Work required: Report each line from the entries in which "edge" can be found.

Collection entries
>>>
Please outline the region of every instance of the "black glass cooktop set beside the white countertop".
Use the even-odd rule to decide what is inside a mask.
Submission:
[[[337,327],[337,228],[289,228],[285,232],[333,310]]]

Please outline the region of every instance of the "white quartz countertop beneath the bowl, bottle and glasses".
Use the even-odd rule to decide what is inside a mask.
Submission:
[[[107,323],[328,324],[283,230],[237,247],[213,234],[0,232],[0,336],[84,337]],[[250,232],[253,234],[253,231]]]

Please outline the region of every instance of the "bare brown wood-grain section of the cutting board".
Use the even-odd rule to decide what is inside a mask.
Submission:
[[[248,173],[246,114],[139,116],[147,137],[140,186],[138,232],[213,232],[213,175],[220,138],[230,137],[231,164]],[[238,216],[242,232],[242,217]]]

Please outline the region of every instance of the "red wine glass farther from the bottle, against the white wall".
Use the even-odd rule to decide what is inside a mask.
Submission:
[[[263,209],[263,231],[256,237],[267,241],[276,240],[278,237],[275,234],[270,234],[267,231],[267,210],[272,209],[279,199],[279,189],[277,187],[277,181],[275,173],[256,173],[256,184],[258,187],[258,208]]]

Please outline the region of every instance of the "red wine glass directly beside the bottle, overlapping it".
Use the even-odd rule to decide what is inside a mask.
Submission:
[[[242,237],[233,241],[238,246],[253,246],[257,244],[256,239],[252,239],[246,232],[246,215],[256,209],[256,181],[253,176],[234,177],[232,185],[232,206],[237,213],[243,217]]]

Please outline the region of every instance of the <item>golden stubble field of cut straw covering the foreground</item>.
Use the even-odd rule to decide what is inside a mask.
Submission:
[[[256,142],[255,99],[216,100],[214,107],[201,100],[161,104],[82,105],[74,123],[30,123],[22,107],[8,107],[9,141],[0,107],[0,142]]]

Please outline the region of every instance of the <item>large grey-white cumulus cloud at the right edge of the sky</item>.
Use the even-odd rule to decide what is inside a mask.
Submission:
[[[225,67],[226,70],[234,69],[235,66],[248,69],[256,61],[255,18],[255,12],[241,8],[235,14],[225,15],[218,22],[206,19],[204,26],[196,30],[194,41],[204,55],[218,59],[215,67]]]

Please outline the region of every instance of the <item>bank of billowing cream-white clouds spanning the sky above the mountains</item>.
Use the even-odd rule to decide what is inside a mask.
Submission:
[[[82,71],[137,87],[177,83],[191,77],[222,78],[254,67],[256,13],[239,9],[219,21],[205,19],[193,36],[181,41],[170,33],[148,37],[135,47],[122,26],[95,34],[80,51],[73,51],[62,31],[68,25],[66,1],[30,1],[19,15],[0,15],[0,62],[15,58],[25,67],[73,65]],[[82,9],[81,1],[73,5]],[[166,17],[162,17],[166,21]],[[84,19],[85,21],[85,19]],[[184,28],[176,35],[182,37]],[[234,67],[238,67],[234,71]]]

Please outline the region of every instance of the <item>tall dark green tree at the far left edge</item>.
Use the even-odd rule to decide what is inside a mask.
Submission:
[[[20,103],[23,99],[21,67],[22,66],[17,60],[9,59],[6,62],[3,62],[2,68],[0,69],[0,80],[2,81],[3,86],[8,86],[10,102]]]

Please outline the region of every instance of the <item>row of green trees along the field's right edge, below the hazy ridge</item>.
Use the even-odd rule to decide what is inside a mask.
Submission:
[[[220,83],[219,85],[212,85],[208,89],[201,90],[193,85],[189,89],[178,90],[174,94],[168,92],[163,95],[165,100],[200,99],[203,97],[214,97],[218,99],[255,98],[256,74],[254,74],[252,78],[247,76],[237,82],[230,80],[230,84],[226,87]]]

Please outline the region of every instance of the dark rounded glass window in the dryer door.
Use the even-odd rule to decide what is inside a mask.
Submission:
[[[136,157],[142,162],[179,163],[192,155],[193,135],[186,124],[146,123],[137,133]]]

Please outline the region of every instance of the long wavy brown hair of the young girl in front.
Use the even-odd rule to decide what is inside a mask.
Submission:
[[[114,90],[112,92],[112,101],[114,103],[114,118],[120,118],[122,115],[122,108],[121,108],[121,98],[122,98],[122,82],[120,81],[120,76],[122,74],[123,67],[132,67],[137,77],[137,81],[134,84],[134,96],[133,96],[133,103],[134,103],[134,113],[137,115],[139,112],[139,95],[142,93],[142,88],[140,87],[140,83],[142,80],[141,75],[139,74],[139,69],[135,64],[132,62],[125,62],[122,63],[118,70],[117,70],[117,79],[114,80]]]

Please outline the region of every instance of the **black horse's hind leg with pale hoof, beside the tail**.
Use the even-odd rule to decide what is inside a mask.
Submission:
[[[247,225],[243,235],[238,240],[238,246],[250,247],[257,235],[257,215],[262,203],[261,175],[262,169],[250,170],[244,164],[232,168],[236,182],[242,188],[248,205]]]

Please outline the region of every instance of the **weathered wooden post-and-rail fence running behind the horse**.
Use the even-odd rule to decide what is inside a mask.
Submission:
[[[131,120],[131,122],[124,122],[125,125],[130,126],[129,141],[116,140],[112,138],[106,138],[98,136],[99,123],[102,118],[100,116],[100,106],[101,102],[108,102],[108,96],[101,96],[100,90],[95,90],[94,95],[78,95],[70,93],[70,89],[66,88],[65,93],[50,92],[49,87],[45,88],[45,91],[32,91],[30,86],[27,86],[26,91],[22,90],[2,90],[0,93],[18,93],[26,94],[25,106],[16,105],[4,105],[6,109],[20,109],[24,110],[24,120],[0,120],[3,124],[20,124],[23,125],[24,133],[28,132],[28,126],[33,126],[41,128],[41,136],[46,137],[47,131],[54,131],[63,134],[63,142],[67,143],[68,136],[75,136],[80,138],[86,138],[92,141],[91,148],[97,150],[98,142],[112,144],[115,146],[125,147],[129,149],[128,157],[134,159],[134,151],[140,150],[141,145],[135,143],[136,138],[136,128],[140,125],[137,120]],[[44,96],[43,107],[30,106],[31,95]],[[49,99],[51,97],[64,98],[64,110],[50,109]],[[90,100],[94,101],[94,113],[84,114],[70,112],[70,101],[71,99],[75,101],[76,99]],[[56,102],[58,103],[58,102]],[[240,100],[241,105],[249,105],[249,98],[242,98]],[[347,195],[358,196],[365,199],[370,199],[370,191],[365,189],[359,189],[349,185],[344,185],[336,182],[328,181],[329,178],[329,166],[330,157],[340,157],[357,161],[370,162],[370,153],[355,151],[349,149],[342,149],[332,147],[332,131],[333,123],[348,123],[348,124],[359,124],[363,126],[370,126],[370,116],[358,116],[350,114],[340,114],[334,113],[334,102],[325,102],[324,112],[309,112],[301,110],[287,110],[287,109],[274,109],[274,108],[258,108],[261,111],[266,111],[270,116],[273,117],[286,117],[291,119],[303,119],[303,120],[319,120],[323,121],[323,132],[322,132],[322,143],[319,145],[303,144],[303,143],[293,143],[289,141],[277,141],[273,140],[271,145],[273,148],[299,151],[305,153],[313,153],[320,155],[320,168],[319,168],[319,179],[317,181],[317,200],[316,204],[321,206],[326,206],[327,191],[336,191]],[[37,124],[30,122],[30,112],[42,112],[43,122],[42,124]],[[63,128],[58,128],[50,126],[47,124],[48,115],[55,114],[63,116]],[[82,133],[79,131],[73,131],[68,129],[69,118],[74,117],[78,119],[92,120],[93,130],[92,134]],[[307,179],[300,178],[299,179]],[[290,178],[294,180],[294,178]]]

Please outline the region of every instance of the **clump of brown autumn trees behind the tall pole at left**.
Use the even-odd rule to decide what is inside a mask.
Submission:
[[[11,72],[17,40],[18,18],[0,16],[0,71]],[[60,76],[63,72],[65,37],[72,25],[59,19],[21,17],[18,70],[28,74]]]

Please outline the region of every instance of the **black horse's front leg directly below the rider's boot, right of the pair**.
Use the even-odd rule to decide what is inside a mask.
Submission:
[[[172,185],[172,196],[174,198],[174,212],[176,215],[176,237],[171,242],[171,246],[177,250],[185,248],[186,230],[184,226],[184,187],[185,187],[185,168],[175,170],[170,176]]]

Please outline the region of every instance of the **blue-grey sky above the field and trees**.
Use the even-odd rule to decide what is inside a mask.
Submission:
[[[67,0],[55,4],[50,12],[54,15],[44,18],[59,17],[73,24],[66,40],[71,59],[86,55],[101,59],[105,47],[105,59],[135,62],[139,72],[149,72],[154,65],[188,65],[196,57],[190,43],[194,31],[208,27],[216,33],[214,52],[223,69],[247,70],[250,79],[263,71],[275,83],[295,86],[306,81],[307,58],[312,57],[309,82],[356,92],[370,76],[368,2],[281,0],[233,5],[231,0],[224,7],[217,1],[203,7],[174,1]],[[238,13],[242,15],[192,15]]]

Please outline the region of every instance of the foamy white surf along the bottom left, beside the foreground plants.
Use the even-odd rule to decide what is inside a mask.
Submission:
<<<
Answer to this exercise:
Please outline the region of every instance of the <item>large grey-white cumulus cloud at the right edge of the sky</item>.
Please outline the region of every instance of the <item>tall dark green tree at the far left edge</item>.
Please outline the region of every instance of the <item>row of green trees along the field's right edge, below the hazy ridge</item>.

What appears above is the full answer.